TASK DESCRIPTION: Every entry must be copied word for word.

PROVIDED MATERIAL:

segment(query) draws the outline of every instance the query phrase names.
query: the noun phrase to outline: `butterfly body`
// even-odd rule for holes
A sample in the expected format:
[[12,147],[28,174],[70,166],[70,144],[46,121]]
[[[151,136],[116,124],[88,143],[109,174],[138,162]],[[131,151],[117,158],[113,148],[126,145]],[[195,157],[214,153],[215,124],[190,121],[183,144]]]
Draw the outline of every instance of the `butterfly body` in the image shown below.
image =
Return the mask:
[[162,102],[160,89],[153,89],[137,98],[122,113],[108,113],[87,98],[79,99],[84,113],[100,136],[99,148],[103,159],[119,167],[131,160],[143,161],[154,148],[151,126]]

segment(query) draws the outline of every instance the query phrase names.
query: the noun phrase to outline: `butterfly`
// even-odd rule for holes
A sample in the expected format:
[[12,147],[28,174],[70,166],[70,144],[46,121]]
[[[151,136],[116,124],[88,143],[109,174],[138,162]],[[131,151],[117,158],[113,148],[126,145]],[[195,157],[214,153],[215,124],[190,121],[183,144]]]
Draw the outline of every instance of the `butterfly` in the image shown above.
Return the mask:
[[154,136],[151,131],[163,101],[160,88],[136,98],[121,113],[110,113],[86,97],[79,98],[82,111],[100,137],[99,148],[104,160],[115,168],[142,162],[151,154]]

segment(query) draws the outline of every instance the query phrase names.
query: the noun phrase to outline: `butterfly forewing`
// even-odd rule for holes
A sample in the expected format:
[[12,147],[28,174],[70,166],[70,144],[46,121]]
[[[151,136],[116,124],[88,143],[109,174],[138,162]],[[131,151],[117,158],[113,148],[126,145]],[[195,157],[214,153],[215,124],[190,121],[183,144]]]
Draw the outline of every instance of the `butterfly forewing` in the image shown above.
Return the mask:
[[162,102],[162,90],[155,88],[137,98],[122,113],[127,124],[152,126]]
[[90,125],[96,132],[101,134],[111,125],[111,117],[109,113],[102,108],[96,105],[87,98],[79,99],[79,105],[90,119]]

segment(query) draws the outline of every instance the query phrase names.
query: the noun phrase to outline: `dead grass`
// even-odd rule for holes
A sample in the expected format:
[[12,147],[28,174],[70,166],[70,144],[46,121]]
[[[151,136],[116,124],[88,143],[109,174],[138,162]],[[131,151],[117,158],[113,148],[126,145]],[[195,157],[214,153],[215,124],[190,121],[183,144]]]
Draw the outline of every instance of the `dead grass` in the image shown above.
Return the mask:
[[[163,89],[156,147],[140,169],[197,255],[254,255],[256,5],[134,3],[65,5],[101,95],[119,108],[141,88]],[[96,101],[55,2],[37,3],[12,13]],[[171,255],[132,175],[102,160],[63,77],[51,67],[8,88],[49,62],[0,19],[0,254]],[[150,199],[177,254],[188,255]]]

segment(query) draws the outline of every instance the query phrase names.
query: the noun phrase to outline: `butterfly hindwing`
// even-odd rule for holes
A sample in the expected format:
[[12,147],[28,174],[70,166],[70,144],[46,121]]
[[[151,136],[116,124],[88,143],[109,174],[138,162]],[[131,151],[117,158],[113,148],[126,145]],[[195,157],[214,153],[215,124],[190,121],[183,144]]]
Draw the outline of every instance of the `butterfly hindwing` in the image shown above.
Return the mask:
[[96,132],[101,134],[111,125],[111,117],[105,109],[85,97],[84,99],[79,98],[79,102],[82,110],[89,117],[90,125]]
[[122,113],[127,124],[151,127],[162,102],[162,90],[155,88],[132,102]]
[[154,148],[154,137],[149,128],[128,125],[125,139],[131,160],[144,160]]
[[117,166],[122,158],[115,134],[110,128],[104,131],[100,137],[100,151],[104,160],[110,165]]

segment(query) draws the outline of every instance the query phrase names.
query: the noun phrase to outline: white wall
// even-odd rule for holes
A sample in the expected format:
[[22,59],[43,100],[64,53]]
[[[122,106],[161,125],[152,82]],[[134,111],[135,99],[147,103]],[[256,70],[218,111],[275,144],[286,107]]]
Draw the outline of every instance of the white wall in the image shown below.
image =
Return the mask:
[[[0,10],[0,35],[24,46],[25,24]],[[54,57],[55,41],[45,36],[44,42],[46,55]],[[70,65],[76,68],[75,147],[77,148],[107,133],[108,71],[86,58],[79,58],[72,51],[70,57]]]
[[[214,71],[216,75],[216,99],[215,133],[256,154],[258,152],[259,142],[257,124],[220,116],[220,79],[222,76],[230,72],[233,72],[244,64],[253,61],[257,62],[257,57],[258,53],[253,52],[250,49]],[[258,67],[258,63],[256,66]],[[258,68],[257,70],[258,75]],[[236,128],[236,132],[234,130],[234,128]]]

RESULT BELOW:
segment(query) draws the outline of every instance the query phrase names.
query: the noun phrase to outline: `butterfly body`
// even-odd rule for holes
A sample in the expected format:
[[12,147],[28,174],[70,166],[70,144],[46,121]]
[[[151,136],[116,124],[88,143],[109,174],[138,162]],[[131,151],[117,158],[113,148],[126,145]],[[195,157],[214,153],[215,124],[190,121],[183,144]]]
Draw the outline of every instance of the `butterfly body` in the image shown below.
image =
Return the mask:
[[162,102],[160,89],[153,89],[137,98],[122,113],[108,113],[87,98],[79,99],[84,113],[100,136],[99,148],[103,159],[119,167],[131,160],[143,161],[154,148],[151,126]]

segment(query) draws the outline of every instance the query phrase names.
query: the noun phrase to outline: `butterfly`
// even-odd rule for holes
A sample in the expected format:
[[12,147],[28,174],[70,166],[70,144],[46,121]]
[[[151,136],[116,124],[88,143],[109,174],[138,162]],[[131,151],[117,158],[113,148],[126,145]],[[195,157],[214,153],[215,124],[190,121],[183,144]]]
Draw the outline of every instance of the `butterfly` in the image shown above.
Return the mask:
[[154,136],[151,131],[163,101],[160,88],[136,98],[121,113],[110,113],[86,97],[79,98],[82,111],[100,137],[99,148],[104,160],[115,168],[142,162],[151,154]]

segment(query) draws the outline of every instance the query phrase names.
query: the noun phrase to outline: `butterfly forewing`
// even-odd rule for holes
A sample in the expected format:
[[12,147],[28,174],[70,166],[70,144],[46,121]]
[[[151,136],[116,124],[88,143],[109,174],[138,162]],[[131,151],[117,158],[113,148],[126,145]],[[195,157],[214,153],[215,124],[190,121],[183,144]]]
Draw the outline of every instance of the `butterfly forewing` in the image shown above.
Return the mask:
[[162,102],[162,90],[155,88],[137,98],[122,113],[127,124],[152,126]]
[[90,125],[96,132],[101,134],[111,125],[111,117],[109,113],[102,108],[96,105],[87,98],[79,99],[79,105],[90,119]]

segment(query) draws the outline of every instance the query phrase names.
query: the noun phrase to outline: `dead grass`
// even-odd rule for holes
A sample in the expected format:
[[12,147],[28,174],[70,166],[70,144],[46,121]]
[[[151,136],[116,124],[88,143],[109,174],[138,162]],[[131,151],[117,158],[113,148],[126,145]],[[195,157],[214,153],[215,124],[190,121],[183,144]]]
Draw the outline of every instance of the `dead grass` in the image shown above.
Return the mask:
[[[163,89],[156,147],[140,169],[197,255],[254,255],[256,5],[134,3],[65,5],[101,95],[119,108],[141,88]],[[96,101],[55,2],[37,3],[12,13]],[[171,255],[132,175],[102,160],[63,77],[51,67],[8,88],[49,62],[0,19],[0,254]],[[150,199],[177,254],[188,255]]]

segment(query) draws the outline of every instance the query phrase names.
query: the noun phrase to outline: `butterfly hindwing`
// even-odd rule for holes
A sample in the expected format:
[[12,147],[28,174],[70,166],[70,144],[46,121]]
[[[151,136],[116,124],[88,143],[109,174],[138,162]],[[131,151],[117,158],[113,148],[126,145]],[[195,157],[214,153],[215,124],[190,121],[183,144]]]
Draw the outline of every instance of the `butterfly hindwing` in the image shown above.
Return the mask:
[[96,132],[101,134],[111,125],[111,117],[105,109],[85,97],[84,99],[79,98],[79,102],[82,110],[89,117],[90,125]]
[[122,113],[127,124],[151,127],[162,102],[162,90],[155,88],[132,102]]
[[154,148],[154,137],[149,128],[128,125],[125,139],[131,160],[144,160]]
[[117,166],[122,158],[115,134],[110,128],[104,131],[100,137],[100,151],[104,160],[110,165]]

segment(query) draws the outline of every instance the query phrase names.
query: the noun phrase to outline: white wall
// even-odd rule for holes
A sample in the expected format:
[[22,59],[43,100],[64,53]]
[[[122,106],[161,125],[152,82]],[[134,111],[135,99],[147,103]],[[256,70],[218,111],[275,144],[286,107]]]
Draw the outline of every instance of the white wall in the image shown below.
image =
Return the mask:
[[[0,10],[0,35],[24,46],[25,24]],[[54,57],[55,41],[45,36],[44,42],[46,55]],[[70,65],[76,68],[75,147],[77,148],[107,133],[108,71],[86,58],[79,58],[72,51],[70,57]]]
[[[214,71],[216,75],[216,99],[215,133],[256,154],[258,152],[259,142],[257,124],[220,116],[220,79],[222,76],[230,72],[233,72],[244,64],[253,61],[257,62],[257,57],[258,53],[253,52],[250,49]],[[258,67],[258,63],[256,66]],[[258,68],[257,70],[258,75]],[[236,128],[236,132],[234,130],[234,128]]]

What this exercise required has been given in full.